::: Text shown :::

Nakashima came up with the concept of creating "Altars for Peace" around 1983 upon discovering a walnut tree that was about three hundred years old from a logger. To him, the tree was a "once in a lifetime tree". It had taken a week to cut down and The New York Times reported just one type of saw could cut it. Nakashima reported that he wanted the peace movement to have "something tangible, a sort of symbol, something you can put your hands on, and felt that the tree deserved "special meaning and special use." The idea reportedly came from a dream in 1983 after Nakashima underwent surgery that had threatened his life. Right after having the dream, he began planning.

:::

● **Your objective**: In the text about Nakashima's "Altars for Peace," how long did it take to cut down the walnut tree?

::: Excerpted data :::

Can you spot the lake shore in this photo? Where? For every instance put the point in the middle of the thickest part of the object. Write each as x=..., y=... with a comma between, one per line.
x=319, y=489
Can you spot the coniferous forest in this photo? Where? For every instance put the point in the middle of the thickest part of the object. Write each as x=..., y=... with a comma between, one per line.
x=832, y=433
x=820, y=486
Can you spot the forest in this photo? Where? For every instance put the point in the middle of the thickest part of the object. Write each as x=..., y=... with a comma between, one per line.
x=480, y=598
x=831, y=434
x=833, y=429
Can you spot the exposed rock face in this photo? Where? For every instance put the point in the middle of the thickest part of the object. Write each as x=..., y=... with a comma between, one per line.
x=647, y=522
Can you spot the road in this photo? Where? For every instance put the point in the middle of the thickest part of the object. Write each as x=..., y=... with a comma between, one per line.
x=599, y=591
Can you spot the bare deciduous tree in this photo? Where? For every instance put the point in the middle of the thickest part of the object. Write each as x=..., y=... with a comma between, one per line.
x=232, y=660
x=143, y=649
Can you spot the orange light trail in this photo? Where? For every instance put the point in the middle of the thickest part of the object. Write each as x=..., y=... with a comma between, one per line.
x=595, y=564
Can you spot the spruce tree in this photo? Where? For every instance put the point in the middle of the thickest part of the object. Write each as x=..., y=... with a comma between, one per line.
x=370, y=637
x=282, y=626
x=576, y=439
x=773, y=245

:::
::: Excerpted data :::

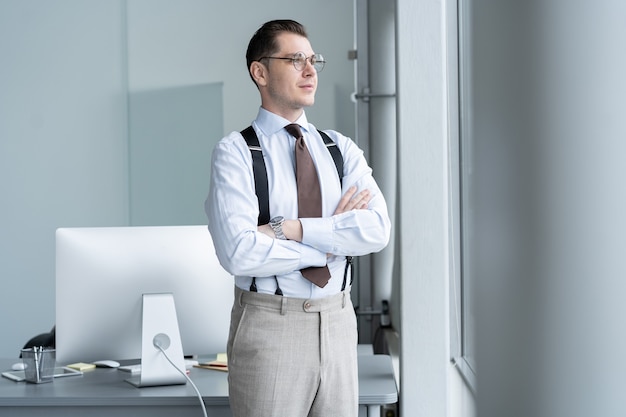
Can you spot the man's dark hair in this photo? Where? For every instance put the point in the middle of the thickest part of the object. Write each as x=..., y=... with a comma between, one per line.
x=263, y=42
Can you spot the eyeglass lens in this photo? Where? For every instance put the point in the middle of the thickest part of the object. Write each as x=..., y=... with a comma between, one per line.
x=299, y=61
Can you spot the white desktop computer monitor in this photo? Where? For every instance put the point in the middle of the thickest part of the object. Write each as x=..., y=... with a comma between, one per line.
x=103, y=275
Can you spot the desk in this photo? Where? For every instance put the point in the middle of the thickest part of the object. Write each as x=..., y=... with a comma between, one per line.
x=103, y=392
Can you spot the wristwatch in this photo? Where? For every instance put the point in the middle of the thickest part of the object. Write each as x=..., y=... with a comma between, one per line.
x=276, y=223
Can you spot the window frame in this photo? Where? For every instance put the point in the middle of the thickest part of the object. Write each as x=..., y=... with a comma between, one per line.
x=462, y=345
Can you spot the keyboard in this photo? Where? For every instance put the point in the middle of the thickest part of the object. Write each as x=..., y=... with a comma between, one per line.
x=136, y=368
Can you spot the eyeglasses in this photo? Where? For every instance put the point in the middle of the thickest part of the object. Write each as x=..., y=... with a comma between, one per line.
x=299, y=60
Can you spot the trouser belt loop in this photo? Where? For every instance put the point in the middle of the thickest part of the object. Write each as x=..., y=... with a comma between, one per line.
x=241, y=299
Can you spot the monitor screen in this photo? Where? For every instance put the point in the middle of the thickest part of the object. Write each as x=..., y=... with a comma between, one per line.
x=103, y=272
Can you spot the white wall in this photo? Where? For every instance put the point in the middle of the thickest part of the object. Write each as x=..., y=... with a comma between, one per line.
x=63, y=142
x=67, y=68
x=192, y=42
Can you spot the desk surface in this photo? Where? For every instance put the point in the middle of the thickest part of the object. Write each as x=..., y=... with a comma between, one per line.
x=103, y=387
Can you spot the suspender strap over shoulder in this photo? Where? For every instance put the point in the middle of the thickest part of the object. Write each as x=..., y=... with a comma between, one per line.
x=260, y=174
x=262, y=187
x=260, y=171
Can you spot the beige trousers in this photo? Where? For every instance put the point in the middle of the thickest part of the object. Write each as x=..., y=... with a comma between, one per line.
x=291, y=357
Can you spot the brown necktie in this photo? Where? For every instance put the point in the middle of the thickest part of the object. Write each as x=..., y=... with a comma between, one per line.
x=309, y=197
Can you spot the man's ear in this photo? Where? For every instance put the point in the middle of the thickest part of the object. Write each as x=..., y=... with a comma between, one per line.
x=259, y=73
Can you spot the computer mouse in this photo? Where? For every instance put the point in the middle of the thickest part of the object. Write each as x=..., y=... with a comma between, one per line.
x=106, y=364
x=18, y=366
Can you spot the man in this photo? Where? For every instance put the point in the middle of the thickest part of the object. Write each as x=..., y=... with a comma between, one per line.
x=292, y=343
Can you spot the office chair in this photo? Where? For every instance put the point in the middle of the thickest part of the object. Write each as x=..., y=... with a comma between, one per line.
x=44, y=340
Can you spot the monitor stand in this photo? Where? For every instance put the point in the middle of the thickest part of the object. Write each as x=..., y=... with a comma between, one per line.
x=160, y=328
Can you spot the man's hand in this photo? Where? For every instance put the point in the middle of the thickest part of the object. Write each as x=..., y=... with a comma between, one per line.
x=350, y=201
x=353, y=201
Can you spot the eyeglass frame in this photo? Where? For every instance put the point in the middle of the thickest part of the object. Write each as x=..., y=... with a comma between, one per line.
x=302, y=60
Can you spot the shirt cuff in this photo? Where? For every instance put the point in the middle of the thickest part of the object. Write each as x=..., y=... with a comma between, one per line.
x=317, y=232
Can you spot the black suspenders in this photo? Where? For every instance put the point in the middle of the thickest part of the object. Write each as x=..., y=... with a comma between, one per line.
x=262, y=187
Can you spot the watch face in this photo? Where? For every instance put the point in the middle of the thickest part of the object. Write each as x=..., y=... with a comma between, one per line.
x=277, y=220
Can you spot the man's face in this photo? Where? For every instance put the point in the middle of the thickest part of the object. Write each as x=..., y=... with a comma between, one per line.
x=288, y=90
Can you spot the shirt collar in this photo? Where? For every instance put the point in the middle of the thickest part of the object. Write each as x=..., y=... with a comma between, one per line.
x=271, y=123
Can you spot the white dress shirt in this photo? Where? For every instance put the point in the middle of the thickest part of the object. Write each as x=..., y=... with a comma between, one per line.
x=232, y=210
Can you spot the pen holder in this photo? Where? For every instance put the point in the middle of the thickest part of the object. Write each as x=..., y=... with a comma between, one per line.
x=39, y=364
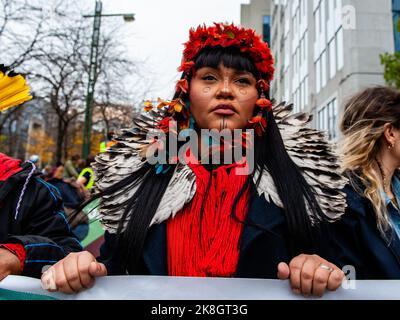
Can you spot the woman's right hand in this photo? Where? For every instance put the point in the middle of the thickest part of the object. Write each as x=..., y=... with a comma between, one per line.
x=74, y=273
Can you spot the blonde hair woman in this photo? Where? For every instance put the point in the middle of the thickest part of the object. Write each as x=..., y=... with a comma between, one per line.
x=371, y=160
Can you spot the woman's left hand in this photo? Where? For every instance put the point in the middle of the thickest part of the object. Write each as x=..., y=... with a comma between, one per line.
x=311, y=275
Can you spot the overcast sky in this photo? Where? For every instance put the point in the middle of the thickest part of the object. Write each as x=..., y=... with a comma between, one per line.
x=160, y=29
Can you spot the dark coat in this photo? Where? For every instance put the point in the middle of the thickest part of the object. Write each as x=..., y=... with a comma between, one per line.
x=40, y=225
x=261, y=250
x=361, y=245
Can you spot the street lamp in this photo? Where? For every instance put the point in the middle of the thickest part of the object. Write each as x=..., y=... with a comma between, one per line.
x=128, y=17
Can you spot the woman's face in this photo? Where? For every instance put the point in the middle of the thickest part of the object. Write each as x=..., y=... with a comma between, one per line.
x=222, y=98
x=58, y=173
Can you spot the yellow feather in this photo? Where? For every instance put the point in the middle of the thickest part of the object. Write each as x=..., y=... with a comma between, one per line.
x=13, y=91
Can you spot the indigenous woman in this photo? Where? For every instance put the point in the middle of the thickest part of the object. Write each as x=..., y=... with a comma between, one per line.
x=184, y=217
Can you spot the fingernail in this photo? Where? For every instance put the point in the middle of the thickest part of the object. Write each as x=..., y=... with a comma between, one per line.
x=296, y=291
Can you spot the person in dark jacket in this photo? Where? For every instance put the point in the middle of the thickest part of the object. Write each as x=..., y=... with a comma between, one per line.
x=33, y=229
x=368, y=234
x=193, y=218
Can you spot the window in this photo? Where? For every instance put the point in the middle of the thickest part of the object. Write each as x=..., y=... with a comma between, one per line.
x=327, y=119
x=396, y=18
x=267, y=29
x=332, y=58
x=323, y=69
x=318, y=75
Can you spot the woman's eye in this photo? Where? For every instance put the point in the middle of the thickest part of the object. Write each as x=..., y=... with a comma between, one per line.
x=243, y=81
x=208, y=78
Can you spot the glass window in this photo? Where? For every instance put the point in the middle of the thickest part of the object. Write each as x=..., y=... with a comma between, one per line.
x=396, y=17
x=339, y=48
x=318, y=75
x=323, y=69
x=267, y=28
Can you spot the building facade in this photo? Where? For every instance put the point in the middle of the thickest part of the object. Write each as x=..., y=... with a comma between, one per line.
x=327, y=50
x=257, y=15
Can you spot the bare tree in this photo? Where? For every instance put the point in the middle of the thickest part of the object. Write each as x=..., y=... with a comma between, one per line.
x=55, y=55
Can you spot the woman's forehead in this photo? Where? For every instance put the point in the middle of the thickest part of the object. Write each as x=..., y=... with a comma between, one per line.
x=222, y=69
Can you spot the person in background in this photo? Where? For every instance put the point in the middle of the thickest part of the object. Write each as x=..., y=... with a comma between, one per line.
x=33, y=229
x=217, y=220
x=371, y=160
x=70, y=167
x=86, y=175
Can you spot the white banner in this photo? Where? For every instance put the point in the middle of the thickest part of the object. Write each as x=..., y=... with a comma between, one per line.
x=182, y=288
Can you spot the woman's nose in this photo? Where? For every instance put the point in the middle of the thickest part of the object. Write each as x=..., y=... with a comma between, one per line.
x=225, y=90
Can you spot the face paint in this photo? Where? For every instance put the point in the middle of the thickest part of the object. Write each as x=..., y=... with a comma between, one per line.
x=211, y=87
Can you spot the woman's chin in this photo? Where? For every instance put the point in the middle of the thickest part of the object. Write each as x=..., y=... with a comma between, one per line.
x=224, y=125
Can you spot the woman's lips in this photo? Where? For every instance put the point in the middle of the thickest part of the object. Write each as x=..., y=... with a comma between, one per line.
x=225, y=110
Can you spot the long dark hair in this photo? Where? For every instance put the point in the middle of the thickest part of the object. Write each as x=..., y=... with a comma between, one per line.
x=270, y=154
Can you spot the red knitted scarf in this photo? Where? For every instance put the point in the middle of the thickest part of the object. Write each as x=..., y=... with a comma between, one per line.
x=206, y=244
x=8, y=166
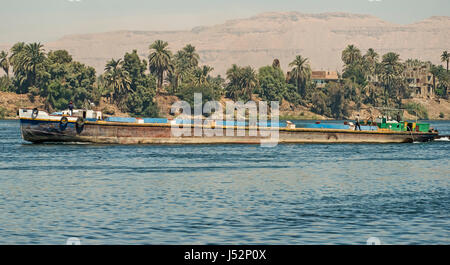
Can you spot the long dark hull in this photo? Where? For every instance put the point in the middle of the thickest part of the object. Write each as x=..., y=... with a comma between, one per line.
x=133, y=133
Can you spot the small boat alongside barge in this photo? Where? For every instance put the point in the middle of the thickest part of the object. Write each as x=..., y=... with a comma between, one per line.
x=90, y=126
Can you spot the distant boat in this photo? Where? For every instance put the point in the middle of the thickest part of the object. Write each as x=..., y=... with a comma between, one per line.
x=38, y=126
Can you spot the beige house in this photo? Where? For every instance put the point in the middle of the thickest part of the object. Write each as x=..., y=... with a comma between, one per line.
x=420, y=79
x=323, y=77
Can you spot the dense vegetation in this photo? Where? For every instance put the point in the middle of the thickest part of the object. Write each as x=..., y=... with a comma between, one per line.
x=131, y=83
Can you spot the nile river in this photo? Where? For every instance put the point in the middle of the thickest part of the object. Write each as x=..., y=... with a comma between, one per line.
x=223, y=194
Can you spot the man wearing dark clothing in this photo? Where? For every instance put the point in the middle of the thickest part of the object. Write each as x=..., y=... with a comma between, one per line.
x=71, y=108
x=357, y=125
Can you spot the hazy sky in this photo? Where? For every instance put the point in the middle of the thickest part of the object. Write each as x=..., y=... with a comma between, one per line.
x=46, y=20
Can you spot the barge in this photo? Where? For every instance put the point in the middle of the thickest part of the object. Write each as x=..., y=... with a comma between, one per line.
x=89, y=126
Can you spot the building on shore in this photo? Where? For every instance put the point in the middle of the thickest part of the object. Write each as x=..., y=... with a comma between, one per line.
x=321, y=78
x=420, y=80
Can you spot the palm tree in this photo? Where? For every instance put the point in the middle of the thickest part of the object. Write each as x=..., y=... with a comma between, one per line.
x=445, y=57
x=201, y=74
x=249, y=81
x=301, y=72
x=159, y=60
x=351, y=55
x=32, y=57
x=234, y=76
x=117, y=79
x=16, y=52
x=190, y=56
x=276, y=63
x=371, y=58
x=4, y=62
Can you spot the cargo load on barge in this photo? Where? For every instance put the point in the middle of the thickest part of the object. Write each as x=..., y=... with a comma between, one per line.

:::
::: Excerpted data :::

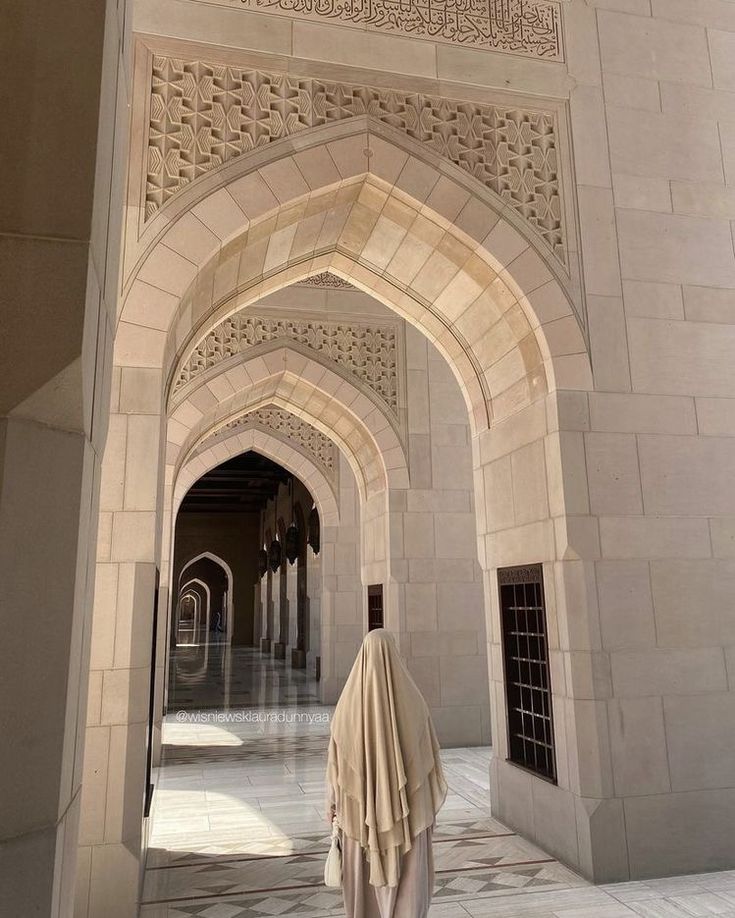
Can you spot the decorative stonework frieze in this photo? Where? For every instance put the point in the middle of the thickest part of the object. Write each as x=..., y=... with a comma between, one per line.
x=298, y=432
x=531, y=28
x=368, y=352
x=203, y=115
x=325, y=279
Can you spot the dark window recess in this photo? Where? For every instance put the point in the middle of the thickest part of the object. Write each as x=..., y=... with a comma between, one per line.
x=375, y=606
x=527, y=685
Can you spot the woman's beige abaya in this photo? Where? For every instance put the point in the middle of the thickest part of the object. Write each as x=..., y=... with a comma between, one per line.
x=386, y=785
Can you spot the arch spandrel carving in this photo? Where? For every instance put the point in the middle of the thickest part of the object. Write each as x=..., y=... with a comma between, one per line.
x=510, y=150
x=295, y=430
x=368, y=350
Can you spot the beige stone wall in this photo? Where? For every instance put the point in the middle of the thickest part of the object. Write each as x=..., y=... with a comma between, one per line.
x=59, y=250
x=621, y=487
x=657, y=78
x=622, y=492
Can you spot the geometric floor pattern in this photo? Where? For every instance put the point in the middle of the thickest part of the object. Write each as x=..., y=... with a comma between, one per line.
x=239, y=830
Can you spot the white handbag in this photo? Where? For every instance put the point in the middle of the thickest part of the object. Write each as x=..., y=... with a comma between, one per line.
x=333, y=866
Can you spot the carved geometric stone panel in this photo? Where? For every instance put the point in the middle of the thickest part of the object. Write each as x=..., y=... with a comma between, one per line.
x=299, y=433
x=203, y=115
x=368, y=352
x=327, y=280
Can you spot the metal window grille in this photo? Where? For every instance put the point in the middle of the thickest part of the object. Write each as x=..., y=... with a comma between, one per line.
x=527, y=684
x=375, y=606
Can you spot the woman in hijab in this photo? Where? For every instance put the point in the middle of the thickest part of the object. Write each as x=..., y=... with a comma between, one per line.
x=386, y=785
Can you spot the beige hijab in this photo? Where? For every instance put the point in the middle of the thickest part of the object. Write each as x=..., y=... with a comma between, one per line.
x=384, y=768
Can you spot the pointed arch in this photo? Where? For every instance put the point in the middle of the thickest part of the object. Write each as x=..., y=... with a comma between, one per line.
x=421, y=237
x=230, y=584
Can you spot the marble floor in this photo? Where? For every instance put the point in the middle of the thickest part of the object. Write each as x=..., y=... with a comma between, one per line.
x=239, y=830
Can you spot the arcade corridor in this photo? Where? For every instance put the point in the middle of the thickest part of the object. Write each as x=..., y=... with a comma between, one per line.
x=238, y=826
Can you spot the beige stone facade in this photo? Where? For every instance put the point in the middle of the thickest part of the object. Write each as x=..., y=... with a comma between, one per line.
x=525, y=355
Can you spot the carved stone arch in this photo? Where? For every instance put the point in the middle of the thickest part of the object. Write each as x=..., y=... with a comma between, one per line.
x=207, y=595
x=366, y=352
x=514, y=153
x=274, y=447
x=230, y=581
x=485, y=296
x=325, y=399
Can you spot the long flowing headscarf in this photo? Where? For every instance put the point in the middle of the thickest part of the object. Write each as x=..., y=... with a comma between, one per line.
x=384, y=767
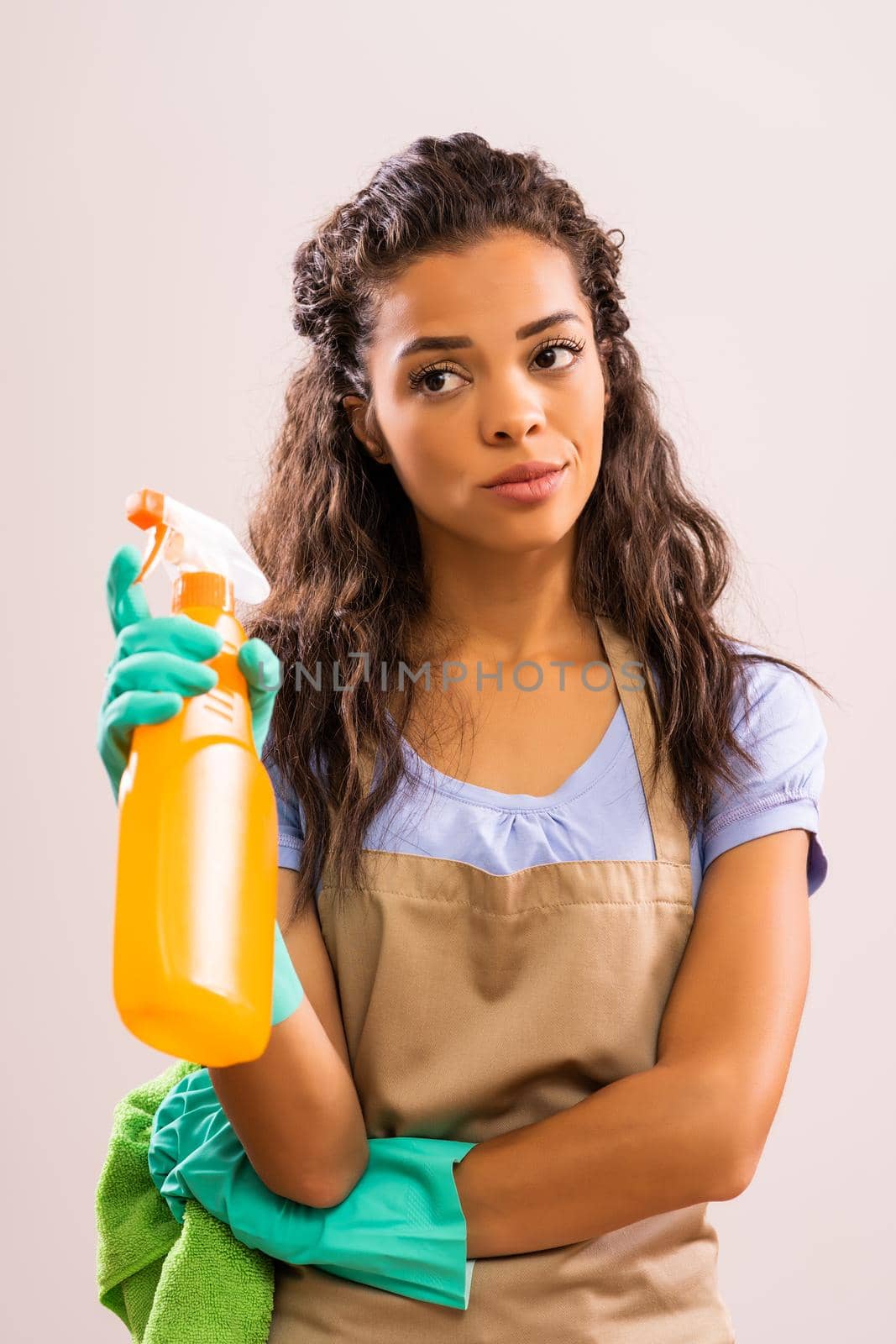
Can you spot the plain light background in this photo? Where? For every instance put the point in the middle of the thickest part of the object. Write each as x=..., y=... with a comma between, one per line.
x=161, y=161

:::

● **Answer**: A week.